This is not something extraordinary. The military’s public relations machine – consisting of an expanded and restructured ISPR and the Information Management Wing of the ISI headed by a major general or someone in an equivalent rank from the air force or the navy – routinely invest effort and money in constructing and maintaining a glorified public image of the armed forces, Shah says. “The retrofitted ISPR makes savvy use of social media and funds glitzy hyper-patriotic videos, songs and films, with the active collaboration of artists, actors, movie directors and writers. The ISI … metes out both sticks and carrots to journalists. Any journalist who dares question the picture-perfect image of Raheel Sharif or the military’s policies in, say, Balochistan can only do so at his or her own expense,” he adds.
The mass media’s role is central to this public relations exercise. “The military views the media as an ‘element of national power’ essential to mould public opinion and develop a consensus on national security,” Shah says. That is why hardly any days go by when Raheel Sharif’s images are not flashed frequently on television screens or across front pages of the newspapers.
The ultimate objective of the image-building exercise, however, is not just to glorify a general or provide heavily sanitised information about the military’s anti-militancy operation in the tribal lands of Waziristan or its anti-crime and anti-corruption efforts in Karachi. It is aimed at securing a bigger prize: exclusive power over the twin domains of national security and foreign policy.
The image-building, thus, has gone hand in hand with Raheel Sharif overshadowing the political landscape as far as handling internal security and foreign policy is concerned. He has been calling all the shots – or at the very least his has been the most important voice – in these two sectors.
This has not been lost on Pakistan’s foreign interlocutors. When Afghan President Ashraf Ghani made his first visit to Pakistan in 2014, he drove straight to the General Headquarters (GHQ) in Rawalpindi to meet Raheel Sharif before seeing the civilian leadership in Islamabad. The general spends a lot of his time visiting capitals across the globe – from London and Washington to Beijing and Kabul – to meet monarchs, presidents, prime ministers, foreign ministers and, yes, his own counterparts in other militaries. No important foreign dignitary visiting Islamabad leaves Pakistan without having a meeting with Raheel Sharif.

- - - -

## Exercise task 1
Please quote the passage about the Pakistani military's image-building word for word, starting at "The ultimate objective" and ending at "these two sectors.".
## Exercise task 2
Write a continuation of the passage about the Pakistani military's image-building, picking up right after its final sentence.

- - - -

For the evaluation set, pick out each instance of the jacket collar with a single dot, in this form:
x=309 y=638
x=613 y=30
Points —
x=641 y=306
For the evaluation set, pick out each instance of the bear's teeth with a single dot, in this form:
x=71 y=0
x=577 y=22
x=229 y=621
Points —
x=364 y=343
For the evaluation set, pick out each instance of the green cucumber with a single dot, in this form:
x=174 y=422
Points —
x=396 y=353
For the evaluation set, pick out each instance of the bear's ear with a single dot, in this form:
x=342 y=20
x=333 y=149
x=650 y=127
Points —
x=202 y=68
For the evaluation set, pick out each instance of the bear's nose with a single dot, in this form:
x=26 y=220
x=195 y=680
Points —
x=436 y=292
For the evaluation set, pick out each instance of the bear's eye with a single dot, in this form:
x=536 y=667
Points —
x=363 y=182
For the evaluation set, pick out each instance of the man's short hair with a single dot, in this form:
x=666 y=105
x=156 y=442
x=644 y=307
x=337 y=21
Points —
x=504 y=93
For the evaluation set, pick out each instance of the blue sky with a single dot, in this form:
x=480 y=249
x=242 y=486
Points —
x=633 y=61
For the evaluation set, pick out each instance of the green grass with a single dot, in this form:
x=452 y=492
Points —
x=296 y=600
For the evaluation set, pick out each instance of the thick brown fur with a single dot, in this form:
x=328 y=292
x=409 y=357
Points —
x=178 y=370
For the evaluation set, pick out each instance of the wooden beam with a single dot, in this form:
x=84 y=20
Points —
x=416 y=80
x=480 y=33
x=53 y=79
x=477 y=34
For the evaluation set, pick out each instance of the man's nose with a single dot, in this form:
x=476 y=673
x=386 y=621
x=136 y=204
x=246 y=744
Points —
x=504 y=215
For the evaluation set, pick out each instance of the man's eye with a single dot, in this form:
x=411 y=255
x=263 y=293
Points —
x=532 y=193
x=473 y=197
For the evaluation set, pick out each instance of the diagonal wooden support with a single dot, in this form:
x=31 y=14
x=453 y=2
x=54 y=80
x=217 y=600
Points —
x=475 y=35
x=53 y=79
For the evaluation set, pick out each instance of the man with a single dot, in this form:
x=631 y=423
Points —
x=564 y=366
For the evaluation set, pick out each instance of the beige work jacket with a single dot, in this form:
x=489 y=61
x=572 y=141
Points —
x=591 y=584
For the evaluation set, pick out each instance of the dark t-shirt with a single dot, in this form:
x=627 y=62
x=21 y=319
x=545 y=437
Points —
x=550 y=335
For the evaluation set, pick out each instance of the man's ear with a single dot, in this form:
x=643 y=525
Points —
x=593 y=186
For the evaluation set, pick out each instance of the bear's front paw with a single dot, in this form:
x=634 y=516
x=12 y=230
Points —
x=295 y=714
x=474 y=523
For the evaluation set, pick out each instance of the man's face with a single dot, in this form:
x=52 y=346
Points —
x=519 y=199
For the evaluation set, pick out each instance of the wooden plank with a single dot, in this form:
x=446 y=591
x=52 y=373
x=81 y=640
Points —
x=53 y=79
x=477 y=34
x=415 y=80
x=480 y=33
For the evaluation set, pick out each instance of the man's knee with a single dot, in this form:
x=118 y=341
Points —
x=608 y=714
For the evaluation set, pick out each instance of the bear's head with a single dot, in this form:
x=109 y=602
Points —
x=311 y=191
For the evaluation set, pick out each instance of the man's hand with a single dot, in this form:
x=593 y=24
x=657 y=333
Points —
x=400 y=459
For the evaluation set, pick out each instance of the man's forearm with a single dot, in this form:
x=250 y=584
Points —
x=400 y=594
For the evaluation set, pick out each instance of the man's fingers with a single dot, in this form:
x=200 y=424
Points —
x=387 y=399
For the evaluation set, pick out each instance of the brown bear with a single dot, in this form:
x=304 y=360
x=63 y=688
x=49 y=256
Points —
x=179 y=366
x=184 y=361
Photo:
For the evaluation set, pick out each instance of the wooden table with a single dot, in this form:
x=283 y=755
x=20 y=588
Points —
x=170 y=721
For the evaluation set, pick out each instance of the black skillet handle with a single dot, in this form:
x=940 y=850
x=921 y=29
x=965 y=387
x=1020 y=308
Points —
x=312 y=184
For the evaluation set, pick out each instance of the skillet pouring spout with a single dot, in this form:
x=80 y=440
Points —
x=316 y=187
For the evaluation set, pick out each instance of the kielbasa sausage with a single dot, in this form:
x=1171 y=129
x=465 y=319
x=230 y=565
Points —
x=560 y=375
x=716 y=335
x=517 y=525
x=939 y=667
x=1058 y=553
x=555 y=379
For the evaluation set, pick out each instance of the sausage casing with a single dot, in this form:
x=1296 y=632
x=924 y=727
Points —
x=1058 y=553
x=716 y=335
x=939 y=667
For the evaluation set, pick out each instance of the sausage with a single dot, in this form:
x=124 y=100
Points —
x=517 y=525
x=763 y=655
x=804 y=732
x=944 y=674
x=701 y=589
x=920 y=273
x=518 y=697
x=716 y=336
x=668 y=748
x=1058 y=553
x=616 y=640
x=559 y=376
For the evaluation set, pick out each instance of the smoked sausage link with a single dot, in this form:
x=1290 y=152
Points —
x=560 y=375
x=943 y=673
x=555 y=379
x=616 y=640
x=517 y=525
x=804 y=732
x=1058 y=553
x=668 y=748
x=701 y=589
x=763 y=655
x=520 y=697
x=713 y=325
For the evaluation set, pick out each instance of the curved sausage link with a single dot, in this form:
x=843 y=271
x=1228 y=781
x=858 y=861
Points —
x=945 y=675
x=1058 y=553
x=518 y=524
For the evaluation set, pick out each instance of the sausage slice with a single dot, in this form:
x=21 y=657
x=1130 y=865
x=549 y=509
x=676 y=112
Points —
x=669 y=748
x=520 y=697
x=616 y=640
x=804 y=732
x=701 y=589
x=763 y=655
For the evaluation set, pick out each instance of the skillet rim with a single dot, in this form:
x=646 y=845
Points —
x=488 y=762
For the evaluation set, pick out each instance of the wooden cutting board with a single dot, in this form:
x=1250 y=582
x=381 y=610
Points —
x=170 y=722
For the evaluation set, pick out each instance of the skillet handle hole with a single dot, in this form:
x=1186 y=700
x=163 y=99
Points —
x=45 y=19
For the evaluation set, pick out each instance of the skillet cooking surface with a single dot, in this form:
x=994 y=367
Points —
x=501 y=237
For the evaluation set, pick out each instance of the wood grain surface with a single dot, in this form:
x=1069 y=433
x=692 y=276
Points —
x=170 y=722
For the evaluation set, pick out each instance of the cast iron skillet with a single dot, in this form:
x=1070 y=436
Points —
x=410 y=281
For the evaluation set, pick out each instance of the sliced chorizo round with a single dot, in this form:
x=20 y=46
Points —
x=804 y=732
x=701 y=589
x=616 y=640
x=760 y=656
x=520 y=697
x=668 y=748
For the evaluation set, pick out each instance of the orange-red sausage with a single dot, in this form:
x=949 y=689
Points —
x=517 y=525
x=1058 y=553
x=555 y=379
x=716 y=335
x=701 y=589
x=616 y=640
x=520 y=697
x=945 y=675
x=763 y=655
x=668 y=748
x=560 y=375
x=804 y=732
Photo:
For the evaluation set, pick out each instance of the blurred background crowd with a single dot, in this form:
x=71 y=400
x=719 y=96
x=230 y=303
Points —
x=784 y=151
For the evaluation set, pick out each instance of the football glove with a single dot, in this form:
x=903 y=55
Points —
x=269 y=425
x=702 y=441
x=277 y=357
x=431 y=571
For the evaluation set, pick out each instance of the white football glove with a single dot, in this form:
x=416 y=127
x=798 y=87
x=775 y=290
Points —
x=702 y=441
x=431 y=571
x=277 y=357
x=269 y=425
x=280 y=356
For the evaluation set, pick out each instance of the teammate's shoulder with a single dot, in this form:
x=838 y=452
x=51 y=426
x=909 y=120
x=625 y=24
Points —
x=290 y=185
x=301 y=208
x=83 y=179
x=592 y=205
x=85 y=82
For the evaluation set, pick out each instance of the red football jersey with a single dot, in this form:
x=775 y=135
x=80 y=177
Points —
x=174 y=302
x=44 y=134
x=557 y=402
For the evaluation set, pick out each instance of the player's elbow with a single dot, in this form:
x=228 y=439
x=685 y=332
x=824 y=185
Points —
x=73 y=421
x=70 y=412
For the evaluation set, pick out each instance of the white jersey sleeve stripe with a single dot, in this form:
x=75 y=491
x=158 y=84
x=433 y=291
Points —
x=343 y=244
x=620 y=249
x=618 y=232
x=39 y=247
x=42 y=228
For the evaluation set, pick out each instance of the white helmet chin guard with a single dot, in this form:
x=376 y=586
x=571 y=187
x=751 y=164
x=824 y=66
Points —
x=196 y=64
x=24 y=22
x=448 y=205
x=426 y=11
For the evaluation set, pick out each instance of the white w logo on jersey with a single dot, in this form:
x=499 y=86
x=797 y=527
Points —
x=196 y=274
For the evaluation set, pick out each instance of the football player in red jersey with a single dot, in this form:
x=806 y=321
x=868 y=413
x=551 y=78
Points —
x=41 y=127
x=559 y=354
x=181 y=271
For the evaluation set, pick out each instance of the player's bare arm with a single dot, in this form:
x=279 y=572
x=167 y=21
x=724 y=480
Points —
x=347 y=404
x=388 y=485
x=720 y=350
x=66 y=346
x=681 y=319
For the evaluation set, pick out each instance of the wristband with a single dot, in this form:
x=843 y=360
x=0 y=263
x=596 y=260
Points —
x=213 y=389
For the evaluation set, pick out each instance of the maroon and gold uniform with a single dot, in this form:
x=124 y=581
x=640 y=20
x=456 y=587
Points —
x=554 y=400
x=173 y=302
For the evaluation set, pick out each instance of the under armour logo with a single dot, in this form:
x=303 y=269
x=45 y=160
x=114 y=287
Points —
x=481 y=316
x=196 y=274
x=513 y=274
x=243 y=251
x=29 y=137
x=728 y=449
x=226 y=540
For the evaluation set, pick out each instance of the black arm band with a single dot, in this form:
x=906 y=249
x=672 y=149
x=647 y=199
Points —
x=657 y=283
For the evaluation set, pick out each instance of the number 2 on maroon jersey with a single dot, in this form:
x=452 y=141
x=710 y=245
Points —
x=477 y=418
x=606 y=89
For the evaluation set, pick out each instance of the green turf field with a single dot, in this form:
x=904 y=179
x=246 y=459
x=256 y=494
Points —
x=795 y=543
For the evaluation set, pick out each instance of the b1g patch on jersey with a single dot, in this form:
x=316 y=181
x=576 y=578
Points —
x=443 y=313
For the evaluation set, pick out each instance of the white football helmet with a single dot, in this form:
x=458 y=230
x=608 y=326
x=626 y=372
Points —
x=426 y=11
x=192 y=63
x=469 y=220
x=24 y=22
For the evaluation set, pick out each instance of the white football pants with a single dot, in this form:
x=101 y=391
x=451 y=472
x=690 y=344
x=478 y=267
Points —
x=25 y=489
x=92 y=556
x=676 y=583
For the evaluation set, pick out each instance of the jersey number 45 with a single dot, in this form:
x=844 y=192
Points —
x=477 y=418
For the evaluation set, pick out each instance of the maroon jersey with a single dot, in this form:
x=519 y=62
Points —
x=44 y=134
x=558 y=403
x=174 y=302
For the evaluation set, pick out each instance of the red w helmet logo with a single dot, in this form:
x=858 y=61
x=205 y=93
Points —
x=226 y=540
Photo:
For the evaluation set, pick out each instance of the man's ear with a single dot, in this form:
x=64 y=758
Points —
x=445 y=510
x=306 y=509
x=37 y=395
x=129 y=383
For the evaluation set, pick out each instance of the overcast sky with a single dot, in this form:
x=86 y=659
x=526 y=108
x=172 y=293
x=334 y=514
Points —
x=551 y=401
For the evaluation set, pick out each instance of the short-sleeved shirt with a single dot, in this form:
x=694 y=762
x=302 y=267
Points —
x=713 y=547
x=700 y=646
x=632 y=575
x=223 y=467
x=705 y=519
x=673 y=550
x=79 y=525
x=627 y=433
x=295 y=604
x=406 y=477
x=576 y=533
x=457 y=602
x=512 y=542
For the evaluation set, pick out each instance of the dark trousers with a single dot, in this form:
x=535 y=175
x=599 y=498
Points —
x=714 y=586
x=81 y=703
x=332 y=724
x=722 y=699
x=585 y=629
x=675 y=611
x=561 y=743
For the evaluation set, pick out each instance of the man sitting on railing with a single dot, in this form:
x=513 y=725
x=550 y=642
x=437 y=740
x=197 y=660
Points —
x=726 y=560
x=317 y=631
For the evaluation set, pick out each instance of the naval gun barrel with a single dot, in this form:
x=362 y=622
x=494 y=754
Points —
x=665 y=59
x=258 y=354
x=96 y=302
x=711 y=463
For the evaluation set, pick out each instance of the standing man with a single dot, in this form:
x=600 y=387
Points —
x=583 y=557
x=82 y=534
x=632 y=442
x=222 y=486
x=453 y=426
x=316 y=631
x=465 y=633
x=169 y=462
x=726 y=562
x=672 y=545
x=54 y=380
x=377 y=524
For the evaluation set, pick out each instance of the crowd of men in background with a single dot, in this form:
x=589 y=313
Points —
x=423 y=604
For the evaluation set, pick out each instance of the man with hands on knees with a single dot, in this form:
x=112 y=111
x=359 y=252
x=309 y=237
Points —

- - - -

## Exercise output 1
The ultimate objective of the image-building exercise, however, is not just to glorify a general or provide heavily sanitised information about the military’s anti-militancy operation in the tribal lands of Waziristan or its anti-crime and anti-corruption efforts in Karachi. It is aimed at securing a bigger prize: exclusive power over the twin domains of national security and foreign policy.
The image-building, thus, has gone hand in hand with Raheel Sharif overshadowing the political landscape as far as handling internal security and foreign policy is concerned. He has been calling all the shots – or at the very least his has been the most important voice – in these two sectors.

## Exercise output 2
Even though the rise in his public and official stature seems personal, it is not. It cannot be separated from a number of other developments that mark a massive increase in the military’s pre-eminence in national affairs. The passage of the Protection of Pakistan Act shortly after the launch of Zarb-e-Azb in July 2014, the announcement of the National Action Plan (NAP) in the aftermath of the Peshawar school attack in December that year and the passage of the 21st Amendment to the Constitution early in 2015 put together, according to Shah, “effectively took away the initiative from the civilians and handed it over on a platter to the military.”
These measures have helped the military encroach upon judicial terrain through the military courts set up earlier last year and override the elected administrations through apex committees at the federal and provincial levels. Even though these committees are not entirely dominated by the senior officials of the security and intelligence agencies, they give such officials a very prominent berth in civilian affairs constitutionally outside their domain. “The NAP codifies military supremacy over civilians as is evident in the structure and functioning of the apex committees … which place the generals above reproach and accountability,” says Shah.
When Nawaz Sharif became prime minister for a third term in the summer of 2013, there was some optimism that the balance of power was finally swinging in favour of the civilian leadership. In the first few months of his tenure, civilian control over what the military traditionally considers its own domain – national security and foreign policy – seemed to be growing. The government initiated talks with Taliban militants in the tribal backyard of Khyber Pakhtunkhwa and tried to open dialogue with separatists in Balochistan despite the military’s reservations on both counts. On the external front, peace overtures were made to India with promises of much-delayed liberalisation of bilateral trade; and Afghanistan was assured of any support it required for the resolution of its seemingly eternal conflict.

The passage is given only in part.